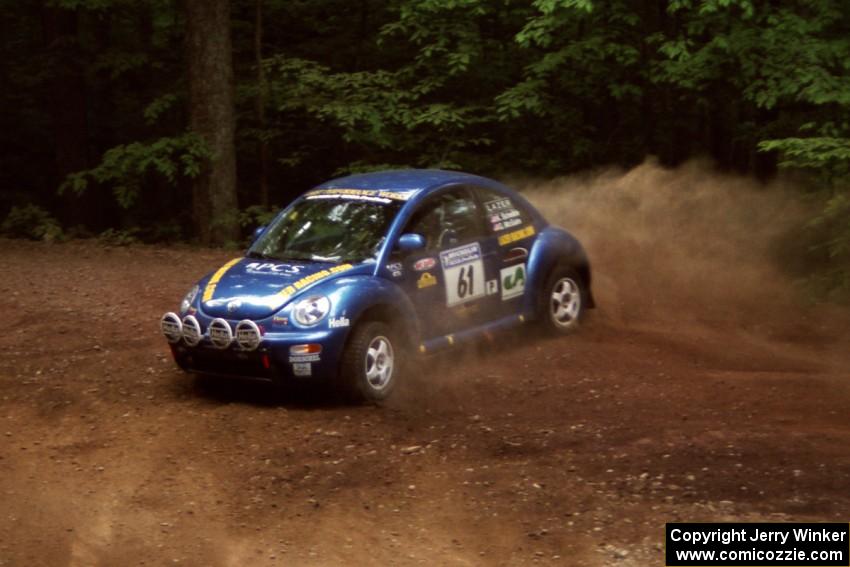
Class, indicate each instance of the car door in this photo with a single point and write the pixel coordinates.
(511, 233)
(451, 279)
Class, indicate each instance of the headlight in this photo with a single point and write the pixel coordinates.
(189, 299)
(311, 310)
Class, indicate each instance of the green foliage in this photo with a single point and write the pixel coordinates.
(33, 222)
(124, 167)
(256, 216)
(119, 237)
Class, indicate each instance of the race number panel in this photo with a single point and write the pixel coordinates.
(463, 272)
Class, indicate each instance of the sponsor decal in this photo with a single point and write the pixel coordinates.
(510, 237)
(209, 290)
(426, 280)
(497, 205)
(312, 278)
(395, 269)
(460, 255)
(424, 264)
(374, 195)
(302, 369)
(502, 214)
(271, 268)
(513, 281)
(463, 270)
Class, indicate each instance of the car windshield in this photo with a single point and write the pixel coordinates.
(327, 230)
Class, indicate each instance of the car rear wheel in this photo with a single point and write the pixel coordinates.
(562, 301)
(370, 362)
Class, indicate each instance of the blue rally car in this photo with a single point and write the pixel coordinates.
(364, 272)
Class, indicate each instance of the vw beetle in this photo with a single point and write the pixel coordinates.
(365, 271)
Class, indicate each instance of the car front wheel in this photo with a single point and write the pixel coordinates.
(562, 301)
(370, 362)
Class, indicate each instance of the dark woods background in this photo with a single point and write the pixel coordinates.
(166, 120)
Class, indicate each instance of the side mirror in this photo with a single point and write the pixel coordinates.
(410, 242)
(257, 233)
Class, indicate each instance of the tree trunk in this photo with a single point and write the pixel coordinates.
(262, 101)
(210, 64)
(67, 101)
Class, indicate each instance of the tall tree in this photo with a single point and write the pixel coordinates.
(211, 115)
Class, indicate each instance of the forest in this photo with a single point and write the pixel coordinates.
(194, 120)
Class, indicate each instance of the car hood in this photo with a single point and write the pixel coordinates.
(249, 288)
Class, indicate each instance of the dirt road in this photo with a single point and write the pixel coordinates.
(572, 451)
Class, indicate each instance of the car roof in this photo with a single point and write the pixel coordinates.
(408, 180)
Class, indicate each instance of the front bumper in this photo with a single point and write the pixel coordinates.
(276, 358)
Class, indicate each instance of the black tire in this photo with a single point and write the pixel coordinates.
(370, 363)
(562, 316)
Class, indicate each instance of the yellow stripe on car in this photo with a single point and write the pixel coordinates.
(210, 289)
(312, 278)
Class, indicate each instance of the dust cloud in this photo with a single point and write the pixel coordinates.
(685, 245)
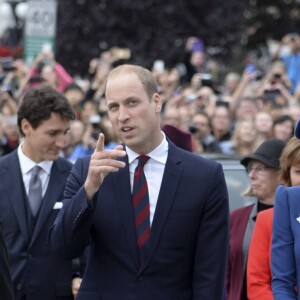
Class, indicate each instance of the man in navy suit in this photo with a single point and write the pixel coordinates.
(182, 253)
(6, 290)
(43, 120)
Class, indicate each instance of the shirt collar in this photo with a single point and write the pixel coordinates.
(160, 153)
(26, 164)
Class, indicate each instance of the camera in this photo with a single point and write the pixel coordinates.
(270, 96)
(206, 79)
(193, 129)
(6, 64)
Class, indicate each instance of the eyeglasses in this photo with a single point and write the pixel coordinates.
(258, 170)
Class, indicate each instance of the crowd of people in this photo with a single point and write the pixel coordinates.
(166, 244)
(230, 114)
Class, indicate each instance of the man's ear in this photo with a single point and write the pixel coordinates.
(157, 102)
(26, 127)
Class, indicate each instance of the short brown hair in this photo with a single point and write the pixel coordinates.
(39, 103)
(289, 157)
(144, 75)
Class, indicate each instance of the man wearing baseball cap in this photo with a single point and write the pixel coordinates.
(262, 166)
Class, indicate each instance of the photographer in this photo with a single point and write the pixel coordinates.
(203, 140)
(291, 59)
(275, 88)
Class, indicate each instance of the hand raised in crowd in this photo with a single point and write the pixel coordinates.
(102, 163)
__________________________________________________
The problem:
Recast all the rows above as a two-column CSV with the headers instruction and points. Give one CSV line per instruction, with that instruction's text and the coordinates that follow it each in a single quoted field, line breaks turned into spaces, and the pictures left out.

Answer to the exercise:
instruction,points
"Class, indicate each instance of the car door in this photo with a single point and write the pixel coordinates.","(511, 233) (451, 279)"
"Class, indicate each instance of the headlight in this photo with a single point and write the pixel coordinates.","(189, 299) (311, 310)"
"Class, indicate each instance of the green foliage in this photo with a single point and write the pixel coordinates.","(33, 222) (124, 167) (256, 216) (119, 237)"
"Class, indicate each instance of the race number panel in this photo with a single point and write the pixel coordinates.","(463, 272)"
"Class, indicate each instance of the sponsor decal in this photo with a single point and write the pixel coordinates.","(510, 237) (209, 290) (426, 280) (497, 205) (312, 278) (395, 269) (460, 255) (424, 264) (374, 195) (302, 369) (502, 214) (271, 268) (513, 281) (463, 270)"
"Class, indicate each instance of the car windshield in this photo with a single point and write the pixel coordinates.","(327, 230)"
"Class, indicate each instance of the car rear wheel in this photo with a single point and write the pixel coordinates.","(562, 301) (370, 362)"
"Class, indicate each instance of the blue rally car in this photo with a single point and write the pixel coordinates.","(364, 272)"
"Class, indicate each instance of the vw beetle in this photo with a single point and write the pixel coordinates.","(365, 271)"
"Class, indicate each instance of the car front wheel in this photo with a single point and write the pixel coordinates.","(562, 301) (370, 362)"
"Class, indicate each instance of the dark woods background in this photo with a single point and write the pixel coordinates.","(166, 120)"
"Class, indicate each instance of the side mirror in this photo with a single point and write the pixel coordinates.","(410, 242) (257, 233)"
"Class, indicate each instance of the tree trunk in this photo with a single point and write the pixel coordinates.","(262, 101) (210, 64) (67, 101)"
"Class, indicate each instance of the tall tree in this photo with a single point and write the pixel coordinates.","(211, 115)"
"Class, indicate each instance of the forest in this photo with a single point and write the pixel coordinates.","(194, 120)"
"Class, indicate each instance of the car hood in this photo with a single point and write the pixel coordinates.","(249, 288)"
"Class, indicate each instance of the dirt road in this photo with a single point and write the pixel coordinates.","(572, 451)"
"Class, indicate each instance of the car roof in this photo with a single point and write the pixel coordinates.","(408, 180)"
"Class, indicate each instance of the front bumper in this photo with a single point and write the pixel coordinates.","(276, 358)"
"Class, indicate each instance of the black tire in this photo with a single point and write the pixel coordinates.","(370, 363) (562, 316)"
"Class, indicate each instance of the yellow stripe on car in this photo with a single point and write the pixel coordinates.","(210, 289) (312, 278)"
"Class, indicate each instance of the dust cloud in this photo with a single point and write the pixel coordinates.","(685, 245)"
"Class, indicate each instance of the man in navy suit in this photo with a single point and write the pixel coordinates.","(182, 253) (6, 290) (43, 120)"
"Class, indicate each instance of the shirt collar in this photo with a single point and write the pixel coordinates.","(160, 153) (26, 164)"
"Class, indicate each instance of the camera in this photo with a single point and write the pixel coordinates.","(270, 96) (206, 79) (193, 129) (6, 64)"
"Class, indicate each instance of the eyeglasses in this photo with a single point and write the pixel coordinates.","(258, 170)"
"Class, indicate each instance of the crowd of people in this photo with a single point and write the pixel coordinates.","(166, 244) (230, 114)"
"Class, indicate each instance of the man's ear in this photo with a single point and write the pixel coordinates.","(157, 102) (26, 127)"
"Class, indicate each instance of the short brown hair in this photo with a single point and write the pixel coordinates.","(39, 103) (289, 157) (144, 75)"
"Class, indicate each instance of the man wearing baseball cap in this photo with a single point and write the pixel coordinates.","(262, 166)"
"Class, indicate each instance of the photographer in this photo with a single point and write the pixel coordinates.","(203, 140) (291, 59) (275, 88)"
"Class, indicate each instance of the hand raised in crowd in this photo with a single point and write the pixel coordinates.","(102, 163)"